* _TASK ITEM_
Provide an exact transcription of all the records.

------ SUPPLIED RECORDS

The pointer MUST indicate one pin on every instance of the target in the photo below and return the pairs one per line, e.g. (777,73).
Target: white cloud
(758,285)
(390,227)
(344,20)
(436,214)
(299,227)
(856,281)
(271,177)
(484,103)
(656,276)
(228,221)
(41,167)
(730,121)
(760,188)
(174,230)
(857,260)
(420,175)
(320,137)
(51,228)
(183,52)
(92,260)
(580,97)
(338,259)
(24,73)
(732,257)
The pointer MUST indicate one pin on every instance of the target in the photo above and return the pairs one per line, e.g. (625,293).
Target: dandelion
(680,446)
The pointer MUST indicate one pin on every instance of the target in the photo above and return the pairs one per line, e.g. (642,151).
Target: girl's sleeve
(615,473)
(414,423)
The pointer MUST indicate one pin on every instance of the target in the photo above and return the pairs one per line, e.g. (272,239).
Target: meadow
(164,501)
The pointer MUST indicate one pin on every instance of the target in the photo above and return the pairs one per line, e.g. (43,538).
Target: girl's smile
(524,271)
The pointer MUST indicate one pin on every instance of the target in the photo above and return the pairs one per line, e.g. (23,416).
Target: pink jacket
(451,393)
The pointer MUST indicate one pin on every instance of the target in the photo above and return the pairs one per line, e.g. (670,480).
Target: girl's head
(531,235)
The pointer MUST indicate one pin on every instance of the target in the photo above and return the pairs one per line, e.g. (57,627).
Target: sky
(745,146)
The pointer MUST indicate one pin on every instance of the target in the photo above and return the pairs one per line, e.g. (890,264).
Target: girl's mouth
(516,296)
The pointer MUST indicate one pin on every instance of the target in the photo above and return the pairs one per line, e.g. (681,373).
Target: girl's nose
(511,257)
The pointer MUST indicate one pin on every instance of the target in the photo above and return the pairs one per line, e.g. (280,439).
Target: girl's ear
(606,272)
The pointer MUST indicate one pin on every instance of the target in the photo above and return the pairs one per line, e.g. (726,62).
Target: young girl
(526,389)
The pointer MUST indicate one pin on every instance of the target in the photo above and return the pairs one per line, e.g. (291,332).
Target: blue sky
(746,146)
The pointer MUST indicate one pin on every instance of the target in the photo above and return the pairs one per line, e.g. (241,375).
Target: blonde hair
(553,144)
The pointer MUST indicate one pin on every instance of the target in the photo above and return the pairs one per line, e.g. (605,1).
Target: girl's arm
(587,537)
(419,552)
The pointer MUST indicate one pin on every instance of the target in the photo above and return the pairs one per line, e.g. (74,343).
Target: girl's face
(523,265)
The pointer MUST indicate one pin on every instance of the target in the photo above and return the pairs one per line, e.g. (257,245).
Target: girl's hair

------------

* _RESPONSE AREA_
The pointer MUST indicate one pin on every instance of the target in the photo below and return the pairs one per line, e.g. (777,73).
Target: white cloud
(758,285)
(390,227)
(344,20)
(436,214)
(299,227)
(856,281)
(271,177)
(484,103)
(656,276)
(228,221)
(41,167)
(730,121)
(760,188)
(174,230)
(857,260)
(420,175)
(320,137)
(51,228)
(183,52)
(92,260)
(580,97)
(338,259)
(24,73)
(732,257)
The pointer MUST indicate one pin on every instance of the target in the photo above and return the pairs one per line, e.g. (625,293).
Target: dandelion
(680,446)
The pointer MUST indicate one pin on every instance of the target in the photo above and return the pairs one per line, e.g. (642,151).
Target: girl's sleeve
(615,473)
(414,423)
The pointer MUST indicate one pin on every instance of the target in the photo above and return the pairs one per line, e.g. (272,239).
Target: meadow
(164,501)
The pointer MUST indicate one pin on every instance of the target in the photo above and return the pairs one per line, e.g. (43,538).
Target: girl's smile
(524,271)
The pointer MUST indicate one pin on every instance of the target in the photo above and return the pairs one per line, e.g. (23,416).
Target: pink jacket
(451,393)
The pointer MUST indicate one pin on every instance of the target in the photo above and return the pairs one per line, e.g. (670,480).
Target: girl's head
(531,235)
The pointer MUST indicate one pin on every instance of the target in the photo above and return the pairs one per line, e.g. (57,627).
Target: sky
(745,146)
The pointer MUST indicate one pin on every instance of the target in the photo above and return the pairs one per line, e.g. (890,264).
Target: girl's mouth
(516,296)
The pointer MUST indicate one pin on every instance of the target in the photo above and return the pairs one per line, e.g. (681,373).
Target: girl's nose
(511,257)
The pointer MUST indicate one pin on every instance of the target in the photo above and return the pairs one per line, e.g. (280,439).
Target: girl's ear
(606,272)
The pointer MUST indicate one pin on every instance of the target in the photo above and return the pairs one per line, e.g. (726,62).
Target: young girl
(526,389)
The pointer MUST indicate one pin on every instance of the target in the photo above and return the pairs one per line, e.g. (291,332).
Target: blue sky
(746,146)
The pointer MUST indicate one pin on every instance of the target in the photo above and return the pairs one per line, e.g. (241,375).
Target: blonde hair
(553,144)
The pointer MUST indicate one pin on every instance of the target in the photo above and return the pairs one per line, e.g. (605,1).
Target: girl's arm
(587,537)
(419,552)
The pointer MUST indicate one pin on every instance of the target in the photo above and return the pairs one per line, e.g. (74,343).
Target: girl's face
(523,265)
The pointer MUST indicate one pin on every instance of the target in the photo above and return the pairs one per line, e.g. (257,245).
Target: girl's hair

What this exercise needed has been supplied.